Would you repeat all of the records underneath, exactly as written?
[Supplied records — start]
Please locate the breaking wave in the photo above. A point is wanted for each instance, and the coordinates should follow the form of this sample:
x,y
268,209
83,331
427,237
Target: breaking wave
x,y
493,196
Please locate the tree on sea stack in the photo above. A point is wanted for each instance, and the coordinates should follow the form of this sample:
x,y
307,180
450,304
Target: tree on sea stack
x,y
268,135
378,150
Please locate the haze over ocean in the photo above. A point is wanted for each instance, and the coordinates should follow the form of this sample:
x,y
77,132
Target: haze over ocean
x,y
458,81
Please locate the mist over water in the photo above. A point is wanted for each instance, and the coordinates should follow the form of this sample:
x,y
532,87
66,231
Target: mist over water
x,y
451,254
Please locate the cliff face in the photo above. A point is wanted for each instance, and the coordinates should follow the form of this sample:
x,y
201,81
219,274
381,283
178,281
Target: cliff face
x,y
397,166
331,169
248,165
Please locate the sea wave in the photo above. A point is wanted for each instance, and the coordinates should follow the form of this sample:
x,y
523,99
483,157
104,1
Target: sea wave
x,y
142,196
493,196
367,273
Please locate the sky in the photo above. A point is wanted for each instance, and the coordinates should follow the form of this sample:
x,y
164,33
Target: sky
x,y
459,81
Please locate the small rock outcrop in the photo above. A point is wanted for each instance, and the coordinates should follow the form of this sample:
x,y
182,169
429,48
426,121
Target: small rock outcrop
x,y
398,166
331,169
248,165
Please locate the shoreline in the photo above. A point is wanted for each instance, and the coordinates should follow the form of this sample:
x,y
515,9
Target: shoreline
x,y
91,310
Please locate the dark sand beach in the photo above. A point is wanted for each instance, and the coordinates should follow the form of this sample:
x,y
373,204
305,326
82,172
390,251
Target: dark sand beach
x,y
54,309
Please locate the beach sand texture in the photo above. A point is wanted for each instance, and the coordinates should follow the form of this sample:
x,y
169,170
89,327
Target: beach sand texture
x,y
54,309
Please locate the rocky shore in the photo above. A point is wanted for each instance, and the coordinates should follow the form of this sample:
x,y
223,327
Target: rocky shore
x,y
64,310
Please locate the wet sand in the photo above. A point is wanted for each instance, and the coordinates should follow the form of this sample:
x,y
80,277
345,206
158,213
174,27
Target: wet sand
[Supplied records — finish]
**Written answer**
Please locate the breaking wave in the photo above. A point is wanted for each instance, and the coordinates should follow the form of this sample:
x,y
268,209
83,331
427,237
Target: breaking wave
x,y
493,196
Please locate the tree on sea stack in the photo above. A point is wanted for each instance, and the coordinates should follow the form of this sample:
x,y
307,180
450,304
Target: tree on sea stack
x,y
268,135
378,150
Please locate the haze over ocean in the photo above. A point is wanted for each instance, and the coordinates should follow the form of this sample:
x,y
77,132
Target: haze over ocean
x,y
458,81
Please locate the mist over water in the photo above. A point is wanted for each instance, and the coordinates should follow the form of this sample:
x,y
532,87
66,231
Target: mist over water
x,y
451,254
Please locate the cliff face in the photo above. A point is wanted for each instance, and the coordinates should follow the form of this sample:
x,y
201,81
219,274
381,283
178,281
Target: cliff face
x,y
397,166
331,169
248,165
Please locate the sea wave in the photo above. A point is wanted for each instance, and the coordinates should follow the form of this sample:
x,y
523,99
483,157
104,1
Target: sea wave
x,y
142,196
493,196
367,273
Please locate the sky in the photo above. A point is wanted for each instance, and the coordinates should follow the form of this sample:
x,y
164,33
Target: sky
x,y
459,81
Please locate the small rock outcrop in the photo above. A point is wanted for each instance, and the coordinates should follow the form of this sample:
x,y
182,169
429,48
426,121
Target: small rock outcrop
x,y
398,166
331,169
248,165
Please locate the shoreline in the photo above. A point is wanted for each instance, and the coordinates should follow the form of this sample:
x,y
515,9
Target: shoreline
x,y
91,310
Please locate the dark sand beach in the photo above. A point is wanted for each instance, and the coordinates should follow the form of this sample:
x,y
373,204
305,326
82,172
390,251
Target: dark sand beach
x,y
54,309
Please locate the beach sand texture in the photo above. A point is wanted for each instance, and the coordinates should follow the form of this sample:
x,y
169,170
89,327
Target: beach sand texture
x,y
54,309
Please locate the rocky shore in the photo above. A point is wanted for each instance, and the coordinates should follow the form of this sample:
x,y
223,327
Target: rocky shore
x,y
64,310
Please locate the wet sand in the photo above. A point is wanted for each instance, and the coordinates should follow the form of this sample:
x,y
80,277
345,206
158,213
174,27
Target: wet sand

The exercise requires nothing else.